Given exercise
Pick out every line in the entries below that contains the word "train", matching case exactly, and copy each of those lines in full.

* Start Records to process *

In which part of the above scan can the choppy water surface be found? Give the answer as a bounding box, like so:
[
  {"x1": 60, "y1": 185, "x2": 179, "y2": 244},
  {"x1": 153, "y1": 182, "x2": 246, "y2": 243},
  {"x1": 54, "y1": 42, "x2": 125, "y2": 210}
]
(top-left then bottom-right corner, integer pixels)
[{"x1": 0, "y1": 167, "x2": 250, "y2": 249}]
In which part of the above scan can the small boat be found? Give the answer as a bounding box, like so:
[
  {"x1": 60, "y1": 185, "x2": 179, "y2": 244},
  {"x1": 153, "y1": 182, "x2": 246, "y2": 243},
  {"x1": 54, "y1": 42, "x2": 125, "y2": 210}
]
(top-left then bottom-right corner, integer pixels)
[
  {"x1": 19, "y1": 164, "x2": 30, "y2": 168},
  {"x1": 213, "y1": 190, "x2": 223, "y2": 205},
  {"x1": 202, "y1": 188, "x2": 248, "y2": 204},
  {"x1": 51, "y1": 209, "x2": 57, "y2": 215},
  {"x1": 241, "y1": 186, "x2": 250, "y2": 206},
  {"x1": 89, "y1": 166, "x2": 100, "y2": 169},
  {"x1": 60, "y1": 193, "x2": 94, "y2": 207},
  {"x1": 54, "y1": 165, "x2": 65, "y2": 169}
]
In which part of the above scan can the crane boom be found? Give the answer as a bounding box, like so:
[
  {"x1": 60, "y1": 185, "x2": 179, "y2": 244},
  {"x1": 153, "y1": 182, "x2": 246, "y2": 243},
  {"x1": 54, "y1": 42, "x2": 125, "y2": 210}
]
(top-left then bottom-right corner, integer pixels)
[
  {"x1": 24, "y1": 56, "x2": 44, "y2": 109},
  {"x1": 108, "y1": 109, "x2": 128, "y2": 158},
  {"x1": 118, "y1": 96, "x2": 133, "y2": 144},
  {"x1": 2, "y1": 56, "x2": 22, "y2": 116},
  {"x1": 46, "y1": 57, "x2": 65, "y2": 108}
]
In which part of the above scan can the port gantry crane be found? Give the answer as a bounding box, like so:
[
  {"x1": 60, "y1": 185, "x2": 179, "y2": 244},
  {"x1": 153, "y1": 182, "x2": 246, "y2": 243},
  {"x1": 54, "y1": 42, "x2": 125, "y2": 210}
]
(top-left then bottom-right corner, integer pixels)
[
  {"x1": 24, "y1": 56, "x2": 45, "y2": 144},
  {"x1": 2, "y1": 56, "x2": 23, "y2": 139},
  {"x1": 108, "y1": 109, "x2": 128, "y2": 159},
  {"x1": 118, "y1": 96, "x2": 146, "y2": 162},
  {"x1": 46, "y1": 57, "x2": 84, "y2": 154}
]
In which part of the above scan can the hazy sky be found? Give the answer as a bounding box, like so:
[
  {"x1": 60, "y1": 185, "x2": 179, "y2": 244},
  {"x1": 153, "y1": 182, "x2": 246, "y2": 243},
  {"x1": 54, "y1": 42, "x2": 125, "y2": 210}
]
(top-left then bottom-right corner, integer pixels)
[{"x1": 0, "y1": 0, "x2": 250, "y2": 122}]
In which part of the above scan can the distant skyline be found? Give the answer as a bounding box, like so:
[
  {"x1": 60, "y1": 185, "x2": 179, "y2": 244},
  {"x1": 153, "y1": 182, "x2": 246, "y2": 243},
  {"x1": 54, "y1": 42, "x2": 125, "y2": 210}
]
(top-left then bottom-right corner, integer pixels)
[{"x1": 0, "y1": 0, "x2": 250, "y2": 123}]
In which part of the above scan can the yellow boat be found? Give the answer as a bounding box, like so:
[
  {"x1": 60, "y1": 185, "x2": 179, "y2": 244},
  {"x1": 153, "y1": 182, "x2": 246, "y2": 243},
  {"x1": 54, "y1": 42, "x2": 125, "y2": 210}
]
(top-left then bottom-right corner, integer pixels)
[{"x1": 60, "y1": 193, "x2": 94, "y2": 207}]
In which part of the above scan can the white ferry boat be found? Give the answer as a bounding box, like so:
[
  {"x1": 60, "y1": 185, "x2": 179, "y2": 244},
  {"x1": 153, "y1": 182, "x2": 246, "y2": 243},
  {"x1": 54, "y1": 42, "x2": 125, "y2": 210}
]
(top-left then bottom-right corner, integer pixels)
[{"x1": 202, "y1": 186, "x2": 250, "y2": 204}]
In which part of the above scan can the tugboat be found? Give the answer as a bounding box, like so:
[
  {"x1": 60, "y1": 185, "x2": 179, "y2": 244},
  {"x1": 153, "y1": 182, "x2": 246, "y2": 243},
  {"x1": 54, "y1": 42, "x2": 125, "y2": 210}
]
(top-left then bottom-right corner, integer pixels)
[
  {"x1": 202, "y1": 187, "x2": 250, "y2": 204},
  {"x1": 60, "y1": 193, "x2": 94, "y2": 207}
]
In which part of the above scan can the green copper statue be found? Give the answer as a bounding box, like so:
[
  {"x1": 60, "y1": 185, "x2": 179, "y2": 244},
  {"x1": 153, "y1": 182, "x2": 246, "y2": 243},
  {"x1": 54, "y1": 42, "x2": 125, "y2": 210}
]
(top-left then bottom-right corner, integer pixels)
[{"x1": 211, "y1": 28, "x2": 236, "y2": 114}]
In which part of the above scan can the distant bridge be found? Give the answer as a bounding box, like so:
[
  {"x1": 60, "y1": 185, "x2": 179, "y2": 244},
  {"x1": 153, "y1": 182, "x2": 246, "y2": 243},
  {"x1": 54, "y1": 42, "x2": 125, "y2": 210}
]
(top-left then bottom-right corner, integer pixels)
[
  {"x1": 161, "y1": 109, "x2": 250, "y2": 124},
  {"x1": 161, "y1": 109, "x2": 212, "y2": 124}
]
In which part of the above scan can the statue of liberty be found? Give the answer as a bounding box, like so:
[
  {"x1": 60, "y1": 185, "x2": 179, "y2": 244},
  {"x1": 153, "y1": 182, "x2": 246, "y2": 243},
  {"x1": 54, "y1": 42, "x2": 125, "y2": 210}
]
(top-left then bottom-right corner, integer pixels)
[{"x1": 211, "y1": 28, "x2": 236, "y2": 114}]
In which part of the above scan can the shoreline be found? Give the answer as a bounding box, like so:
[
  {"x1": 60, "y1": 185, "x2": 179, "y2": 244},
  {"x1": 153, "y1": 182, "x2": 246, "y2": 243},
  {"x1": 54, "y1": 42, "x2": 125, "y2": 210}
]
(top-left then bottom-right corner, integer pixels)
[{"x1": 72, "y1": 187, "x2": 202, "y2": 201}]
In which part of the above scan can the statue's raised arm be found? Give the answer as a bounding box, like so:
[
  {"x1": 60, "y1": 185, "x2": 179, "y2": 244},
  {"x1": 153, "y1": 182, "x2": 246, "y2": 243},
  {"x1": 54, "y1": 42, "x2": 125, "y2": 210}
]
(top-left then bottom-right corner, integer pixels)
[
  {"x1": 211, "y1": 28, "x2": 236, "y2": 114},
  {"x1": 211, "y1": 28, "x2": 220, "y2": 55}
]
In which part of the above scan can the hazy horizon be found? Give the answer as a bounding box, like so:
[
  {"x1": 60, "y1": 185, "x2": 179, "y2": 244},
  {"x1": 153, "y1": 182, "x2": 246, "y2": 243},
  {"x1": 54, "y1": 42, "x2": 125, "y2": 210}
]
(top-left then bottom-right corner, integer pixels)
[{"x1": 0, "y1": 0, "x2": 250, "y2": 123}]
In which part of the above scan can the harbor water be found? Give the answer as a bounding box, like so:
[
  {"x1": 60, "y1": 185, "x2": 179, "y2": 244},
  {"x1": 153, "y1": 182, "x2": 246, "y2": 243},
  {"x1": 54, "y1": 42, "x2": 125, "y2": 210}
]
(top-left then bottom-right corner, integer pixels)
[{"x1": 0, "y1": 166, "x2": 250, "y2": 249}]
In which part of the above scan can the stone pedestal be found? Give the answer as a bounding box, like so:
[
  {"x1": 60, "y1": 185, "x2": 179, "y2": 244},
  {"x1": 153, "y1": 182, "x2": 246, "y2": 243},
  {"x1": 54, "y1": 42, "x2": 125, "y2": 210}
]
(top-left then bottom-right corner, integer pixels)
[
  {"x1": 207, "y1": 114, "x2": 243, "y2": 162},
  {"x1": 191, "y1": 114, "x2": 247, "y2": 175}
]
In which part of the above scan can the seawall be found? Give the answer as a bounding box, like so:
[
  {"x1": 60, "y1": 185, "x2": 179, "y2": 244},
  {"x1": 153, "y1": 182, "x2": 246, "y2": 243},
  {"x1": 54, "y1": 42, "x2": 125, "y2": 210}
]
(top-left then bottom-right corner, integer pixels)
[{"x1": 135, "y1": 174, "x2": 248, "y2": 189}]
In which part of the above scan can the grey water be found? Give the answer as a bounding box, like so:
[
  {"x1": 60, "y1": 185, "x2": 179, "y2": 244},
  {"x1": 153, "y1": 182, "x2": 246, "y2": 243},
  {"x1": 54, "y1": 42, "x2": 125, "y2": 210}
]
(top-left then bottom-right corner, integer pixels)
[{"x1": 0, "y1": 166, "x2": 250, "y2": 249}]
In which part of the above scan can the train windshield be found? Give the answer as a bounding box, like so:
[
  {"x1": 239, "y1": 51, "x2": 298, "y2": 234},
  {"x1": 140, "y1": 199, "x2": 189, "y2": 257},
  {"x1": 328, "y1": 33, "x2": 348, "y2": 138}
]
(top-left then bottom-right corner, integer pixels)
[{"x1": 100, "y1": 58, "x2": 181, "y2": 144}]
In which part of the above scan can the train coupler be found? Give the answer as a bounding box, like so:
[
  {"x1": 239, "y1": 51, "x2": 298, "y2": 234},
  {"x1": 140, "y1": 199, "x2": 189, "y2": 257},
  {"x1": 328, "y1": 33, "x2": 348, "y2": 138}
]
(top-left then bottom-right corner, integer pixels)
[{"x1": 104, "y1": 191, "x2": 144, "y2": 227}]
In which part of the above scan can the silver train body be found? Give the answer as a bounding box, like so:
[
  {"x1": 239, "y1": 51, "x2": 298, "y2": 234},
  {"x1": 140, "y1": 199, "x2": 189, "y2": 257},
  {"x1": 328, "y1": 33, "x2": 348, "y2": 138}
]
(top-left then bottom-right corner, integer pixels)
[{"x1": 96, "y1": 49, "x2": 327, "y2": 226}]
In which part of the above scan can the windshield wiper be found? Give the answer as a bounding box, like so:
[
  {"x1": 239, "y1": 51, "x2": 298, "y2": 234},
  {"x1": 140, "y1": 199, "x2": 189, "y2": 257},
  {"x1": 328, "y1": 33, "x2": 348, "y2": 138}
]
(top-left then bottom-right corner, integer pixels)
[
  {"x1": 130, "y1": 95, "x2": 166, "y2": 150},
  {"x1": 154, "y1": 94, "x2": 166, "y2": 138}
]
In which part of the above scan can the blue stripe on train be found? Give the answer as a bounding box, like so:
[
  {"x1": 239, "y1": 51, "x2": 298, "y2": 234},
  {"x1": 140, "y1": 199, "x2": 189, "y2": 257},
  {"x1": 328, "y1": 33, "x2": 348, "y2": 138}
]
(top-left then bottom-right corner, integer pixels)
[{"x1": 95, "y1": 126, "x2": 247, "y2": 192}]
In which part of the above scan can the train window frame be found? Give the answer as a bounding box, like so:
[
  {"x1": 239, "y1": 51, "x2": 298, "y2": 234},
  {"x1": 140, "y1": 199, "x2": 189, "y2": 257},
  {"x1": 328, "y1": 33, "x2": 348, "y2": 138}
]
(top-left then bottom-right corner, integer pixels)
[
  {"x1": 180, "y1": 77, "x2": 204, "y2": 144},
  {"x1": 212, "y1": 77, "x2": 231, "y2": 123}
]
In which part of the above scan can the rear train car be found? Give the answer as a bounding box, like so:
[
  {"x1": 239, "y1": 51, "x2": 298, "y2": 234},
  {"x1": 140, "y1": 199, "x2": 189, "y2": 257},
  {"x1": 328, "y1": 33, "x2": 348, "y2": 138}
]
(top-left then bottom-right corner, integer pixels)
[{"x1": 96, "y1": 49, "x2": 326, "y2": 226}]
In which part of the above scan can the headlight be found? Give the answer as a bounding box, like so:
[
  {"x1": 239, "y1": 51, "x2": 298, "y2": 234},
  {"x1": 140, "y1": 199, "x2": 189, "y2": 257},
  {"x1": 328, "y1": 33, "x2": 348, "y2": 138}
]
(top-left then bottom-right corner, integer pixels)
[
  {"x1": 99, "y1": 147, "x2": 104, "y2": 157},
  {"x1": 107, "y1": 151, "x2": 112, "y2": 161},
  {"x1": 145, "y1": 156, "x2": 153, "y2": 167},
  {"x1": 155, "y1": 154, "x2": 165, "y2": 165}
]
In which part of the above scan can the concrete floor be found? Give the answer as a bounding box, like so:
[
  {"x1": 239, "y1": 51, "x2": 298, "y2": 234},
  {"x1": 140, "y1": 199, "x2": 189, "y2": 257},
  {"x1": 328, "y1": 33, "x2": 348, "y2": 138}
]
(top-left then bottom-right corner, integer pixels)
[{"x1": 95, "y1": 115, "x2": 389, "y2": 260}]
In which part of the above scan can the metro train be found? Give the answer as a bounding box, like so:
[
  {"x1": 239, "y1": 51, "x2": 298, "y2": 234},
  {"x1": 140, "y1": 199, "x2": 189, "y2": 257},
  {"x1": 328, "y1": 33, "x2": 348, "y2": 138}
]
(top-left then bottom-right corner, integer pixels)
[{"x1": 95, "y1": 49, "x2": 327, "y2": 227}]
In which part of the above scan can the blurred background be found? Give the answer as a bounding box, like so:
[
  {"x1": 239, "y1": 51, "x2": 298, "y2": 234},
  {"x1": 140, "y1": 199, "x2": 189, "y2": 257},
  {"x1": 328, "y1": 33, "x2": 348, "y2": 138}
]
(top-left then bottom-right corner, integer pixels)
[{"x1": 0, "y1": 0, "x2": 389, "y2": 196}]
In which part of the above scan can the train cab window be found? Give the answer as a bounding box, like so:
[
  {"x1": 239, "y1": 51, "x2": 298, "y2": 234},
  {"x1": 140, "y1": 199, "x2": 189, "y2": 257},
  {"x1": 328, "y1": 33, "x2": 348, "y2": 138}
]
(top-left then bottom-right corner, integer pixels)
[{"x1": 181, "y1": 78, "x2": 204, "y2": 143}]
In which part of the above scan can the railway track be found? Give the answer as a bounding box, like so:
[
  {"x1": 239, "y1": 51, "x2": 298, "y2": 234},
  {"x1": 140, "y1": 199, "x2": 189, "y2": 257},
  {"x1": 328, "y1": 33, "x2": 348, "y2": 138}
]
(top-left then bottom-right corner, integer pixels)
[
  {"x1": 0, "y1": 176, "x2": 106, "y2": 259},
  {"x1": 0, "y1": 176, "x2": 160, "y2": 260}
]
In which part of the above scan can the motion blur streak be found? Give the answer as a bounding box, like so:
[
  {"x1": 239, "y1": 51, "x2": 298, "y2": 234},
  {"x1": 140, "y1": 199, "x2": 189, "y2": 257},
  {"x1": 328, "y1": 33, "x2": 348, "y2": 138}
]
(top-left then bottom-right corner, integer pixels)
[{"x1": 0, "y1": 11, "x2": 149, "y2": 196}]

* End Records to process *

Task answer
In which part of the above scan can the train windshield be found? Give the answer as a bounding box, like so:
In which part of the above scan can the train coupler be found? Give the answer as a bounding box, like so:
In which part of the above scan can the silver train body be found? Give the answer as a bounding box, like so:
In which part of the above scan can the blue stripe on train be found? Give the answer as a bounding box, like so:
In which part of the above scan can the train window frame be found? Give the answer as a bounding box, like so:
In which part of the above scan can the rear train car be found? Give the answer as a bounding box, like so:
In which part of the above scan can the metro train be found? Give the answer as a bounding box, like so:
In which part of the above scan can the train cab window be found? Give the answer as a bounding box, like so:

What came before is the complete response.